— START OF Document —

Bill Yarrow is deceptive in his “gadfly-i-ness”; effusive in its presentation. He looks as a bespectacled mild mannered tenured professor, cloaked in tweeds, khakis, a warm smile and an appreciation of all things Shakespeare - I suppose not all that different from a certain dissident philosopher of old. But there are wiles, manic energy in a flurry, behind those metallic rimmed glasses (glasses that ought to be placed in a vial of acid according to one of his poems); also, more than likely, a touch of madness (”howling at the moon” so to speak) that often times spills all over the pages of poetic treatises as “The Vig of Love” or “Blasphemer”, “Pointed Sentences” or his other projects as his album of poetry and jazz poetry “Pointed Music”.

His autobiographical note reads: “I am a Professor of English at Joliet Junior College where I have taught since 1993. As the iCampus Faculty Coordinator (2008-14), I worked with faculty on issues related to teaching online and using technology in teaching. I teach the following classes online: Introduction to Shakespeare, Introduction to Film Study, and Creative Writing.”

See- subversive. Words and phrases like, “Professor of English”, “teaching”, and “Introduction to Shakespeare” all give an impression of a mild mannered professor but Bill Yarrow is rude, thunderous, wicked and wild, not quite Led Zeppelin, AC/DC or Metallica but really not all that far from it either. The back of his 2015 book, Blasphemer reads: “What is Blasphemy? Is his book blasphemous? It takes on God, religion, love, death, sex, parents, writers, literature, form, purse and order. Is Bill Yarrow a blasphemer? You decide.”

— END OF Document —

▸ Written exercise a: In the records, begin at the line that has "locate every stucco" and stop after the line that has "[319, 116, 450, 299]". Reproduce only those lines, requests included, and rescale every bounding-box coordinate in the answers by multiplying it by 1.1 and rounding to a whole number, with halves rounded up.

— START OF Stored data —

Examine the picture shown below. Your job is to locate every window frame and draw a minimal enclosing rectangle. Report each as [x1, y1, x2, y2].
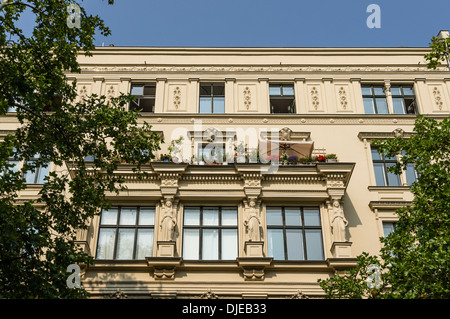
[266, 205, 325, 261]
[370, 145, 403, 187]
[23, 154, 50, 185]
[182, 205, 239, 262]
[361, 84, 389, 115]
[198, 82, 226, 114]
[390, 84, 418, 115]
[128, 82, 156, 113]
[95, 206, 156, 260]
[269, 83, 297, 114]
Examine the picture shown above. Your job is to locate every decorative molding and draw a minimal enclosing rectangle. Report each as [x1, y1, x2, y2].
[433, 86, 444, 111]
[200, 289, 219, 299]
[243, 86, 252, 110]
[81, 65, 448, 73]
[310, 86, 320, 111]
[173, 86, 181, 110]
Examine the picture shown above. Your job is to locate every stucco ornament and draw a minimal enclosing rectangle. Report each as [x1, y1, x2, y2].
[244, 199, 261, 241]
[160, 199, 177, 241]
[328, 199, 348, 242]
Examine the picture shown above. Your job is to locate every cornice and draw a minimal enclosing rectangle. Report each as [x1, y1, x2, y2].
[72, 62, 448, 76]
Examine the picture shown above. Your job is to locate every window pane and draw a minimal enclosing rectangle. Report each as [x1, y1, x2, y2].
[200, 97, 212, 113]
[269, 86, 281, 95]
[213, 97, 225, 114]
[370, 147, 381, 161]
[8, 161, 19, 173]
[361, 87, 372, 95]
[403, 86, 414, 95]
[131, 86, 144, 96]
[119, 207, 137, 225]
[375, 98, 389, 114]
[266, 208, 283, 226]
[139, 207, 155, 225]
[267, 229, 284, 260]
[284, 207, 302, 226]
[136, 229, 153, 259]
[222, 208, 237, 226]
[23, 162, 36, 184]
[391, 86, 402, 95]
[383, 222, 394, 237]
[203, 207, 219, 225]
[386, 163, 401, 186]
[97, 229, 116, 259]
[183, 229, 199, 260]
[363, 97, 375, 114]
[213, 84, 225, 96]
[305, 229, 323, 260]
[283, 86, 294, 95]
[100, 208, 118, 225]
[373, 163, 386, 186]
[303, 208, 320, 226]
[202, 229, 219, 260]
[222, 229, 238, 260]
[392, 98, 405, 114]
[286, 229, 304, 260]
[144, 85, 156, 96]
[406, 163, 417, 186]
[373, 86, 385, 96]
[36, 165, 50, 184]
[116, 229, 134, 259]
[184, 207, 200, 225]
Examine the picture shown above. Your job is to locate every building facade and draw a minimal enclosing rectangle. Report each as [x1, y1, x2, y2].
[1, 42, 450, 298]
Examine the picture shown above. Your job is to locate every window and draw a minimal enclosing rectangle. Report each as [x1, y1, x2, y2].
[183, 207, 238, 260]
[383, 222, 395, 237]
[199, 83, 225, 113]
[362, 85, 389, 114]
[0, 152, 19, 176]
[371, 147, 401, 186]
[269, 84, 295, 113]
[266, 207, 324, 260]
[391, 85, 416, 114]
[23, 154, 50, 184]
[96, 207, 155, 260]
[198, 143, 226, 163]
[130, 84, 156, 113]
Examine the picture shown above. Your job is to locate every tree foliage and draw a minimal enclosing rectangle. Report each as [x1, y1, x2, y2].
[0, 0, 161, 298]
[319, 116, 450, 299]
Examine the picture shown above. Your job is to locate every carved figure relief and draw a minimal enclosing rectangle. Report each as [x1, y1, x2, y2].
[160, 198, 177, 241]
[244, 199, 261, 241]
[433, 86, 444, 111]
[173, 86, 181, 110]
[244, 86, 252, 110]
[338, 86, 348, 110]
[328, 199, 348, 242]
[311, 86, 319, 111]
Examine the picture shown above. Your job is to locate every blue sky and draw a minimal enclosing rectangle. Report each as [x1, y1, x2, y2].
[19, 0, 450, 47]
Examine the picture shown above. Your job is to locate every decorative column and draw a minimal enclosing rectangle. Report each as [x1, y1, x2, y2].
[237, 170, 272, 281]
[326, 174, 352, 258]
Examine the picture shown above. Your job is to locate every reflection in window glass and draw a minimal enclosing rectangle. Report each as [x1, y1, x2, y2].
[266, 207, 324, 260]
[96, 207, 155, 260]
[183, 207, 238, 260]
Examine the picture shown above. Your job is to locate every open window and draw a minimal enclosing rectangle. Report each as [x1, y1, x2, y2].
[130, 84, 156, 113]
[391, 85, 417, 114]
[269, 84, 295, 113]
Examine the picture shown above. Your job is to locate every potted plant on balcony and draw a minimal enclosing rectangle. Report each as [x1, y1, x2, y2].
[167, 136, 183, 163]
[288, 155, 298, 165]
[266, 155, 280, 165]
[160, 154, 172, 162]
[325, 154, 337, 162]
[316, 155, 326, 163]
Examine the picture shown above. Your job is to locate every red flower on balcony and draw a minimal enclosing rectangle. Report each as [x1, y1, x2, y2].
[317, 155, 325, 162]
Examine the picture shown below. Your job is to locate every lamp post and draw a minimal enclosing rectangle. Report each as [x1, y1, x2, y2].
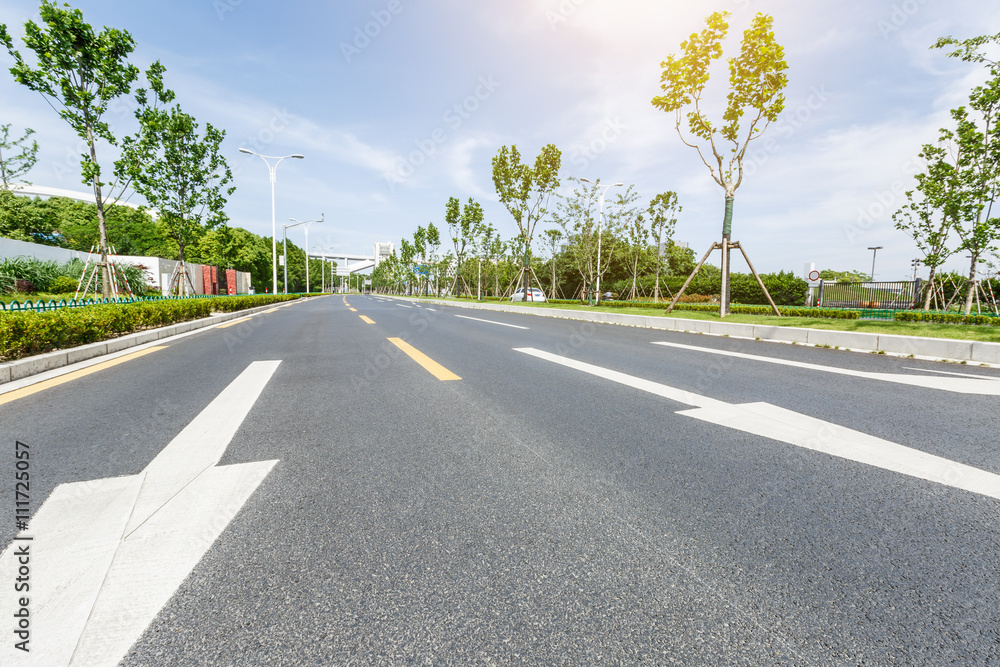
[868, 245, 882, 308]
[281, 213, 326, 294]
[868, 245, 882, 283]
[240, 148, 304, 294]
[580, 178, 625, 305]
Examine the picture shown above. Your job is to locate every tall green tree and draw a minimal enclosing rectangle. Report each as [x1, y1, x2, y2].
[444, 197, 483, 294]
[493, 144, 562, 300]
[0, 0, 156, 298]
[652, 12, 788, 317]
[552, 176, 620, 301]
[115, 65, 236, 294]
[0, 123, 38, 185]
[646, 190, 683, 301]
[933, 33, 1000, 315]
[892, 142, 961, 310]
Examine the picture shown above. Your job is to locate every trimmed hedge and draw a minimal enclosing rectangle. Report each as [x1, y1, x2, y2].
[893, 310, 1000, 327]
[0, 294, 298, 361]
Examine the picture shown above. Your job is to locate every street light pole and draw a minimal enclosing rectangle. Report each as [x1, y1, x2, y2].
[868, 245, 882, 308]
[868, 245, 882, 283]
[240, 148, 303, 294]
[281, 213, 326, 294]
[580, 178, 625, 306]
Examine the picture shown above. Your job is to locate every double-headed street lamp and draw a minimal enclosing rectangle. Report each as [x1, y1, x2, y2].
[580, 178, 625, 304]
[240, 148, 304, 294]
[281, 213, 326, 294]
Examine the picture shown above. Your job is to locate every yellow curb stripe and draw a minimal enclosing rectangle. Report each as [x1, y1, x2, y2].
[0, 345, 169, 405]
[389, 338, 462, 380]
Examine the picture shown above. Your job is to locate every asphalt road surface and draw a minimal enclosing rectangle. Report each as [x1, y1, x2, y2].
[0, 295, 1000, 667]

— END OF Stored data —

▸ Written exercise b: According to the piece on Bill Yarrow, since what year has he taught at Joliet Junior College?

▸ Complete output a:
Examine the picture shown above. Your job is to locate every stucco ornament and draw a minimal enclosing rectangle. Report each as [x1, y1, x2, y2].
[268, 219, 287, 265]
[176, 219, 195, 265]
[361, 219, 383, 266]
Examine the picture shown above. Your job is to locate every cornice and draw a minimal enclosing rectangle. Report each as [x1, y1, x2, y2].
[79, 68, 493, 84]
Examine the picture shown above. Your job is to locate every window pane and draw a minimal enclosing rectangle. Report each as [x1, y1, x2, y2].
[220, 107, 233, 124]
[296, 95, 309, 105]
[234, 107, 248, 125]
[407, 162, 419, 177]
[9, 177, 21, 190]
[397, 96, 409, 105]
[443, 95, 455, 105]
[144, 95, 158, 106]
[131, 228, 151, 248]
[413, 108, 428, 125]
[293, 229, 311, 249]
[153, 228, 171, 248]
[294, 252, 312, 286]
[312, 228, 332, 249]
[150, 252, 168, 285]
[244, 229, 261, 249]
[25, 178, 40, 202]
[430, 95, 442, 105]
[421, 244, 433, 261]
[223, 228, 241, 248]
[425, 179, 441, 205]
[107, 252, 128, 285]
[201, 252, 219, 286]
[399, 107, 413, 125]
[234, 92, 248, 106]
[336, 252, 355, 286]
[311, 95, 323, 105]
[110, 229, 130, 248]
[410, 179, 425, 205]
[333, 229, 352, 249]
[222, 252, 241, 286]
[244, 252, 262, 286]
[431, 108, 446, 125]
[315, 252, 334, 286]
[158, 94, 172, 106]
[447, 179, 459, 205]
[410, 95, 424, 106]
[40, 182, 55, 202]
[128, 252, 147, 285]
[202, 228, 220, 248]
Examine the picture shown above. Your job is to locate every building facade and draw a minimal enclosing rectangle. Report each as [x1, y1, x2, y2].
[1, 46, 495, 328]
Examine the picture shown above. Your job is to locate every window and draw a minimal enclosing rectangle. Report each as [x1, y1, x2, y2].
[201, 228, 262, 286]
[421, 244, 435, 261]
[219, 91, 248, 124]
[398, 94, 428, 125]
[0, 167, 21, 194]
[408, 162, 441, 205]
[296, 92, 325, 124]
[293, 228, 356, 286]
[430, 94, 458, 125]
[25, 169, 55, 202]
[106, 228, 171, 286]
[218, 157, 249, 179]
[143, 92, 172, 124]
Examine the picture shown above. Your job is to locate every tree foliage and draw a minimal enclosing rectangle. Report each as [x1, y1, x2, y2].
[0, 0, 177, 328]
[351, 128, 495, 329]

▸ Complete output b: 1993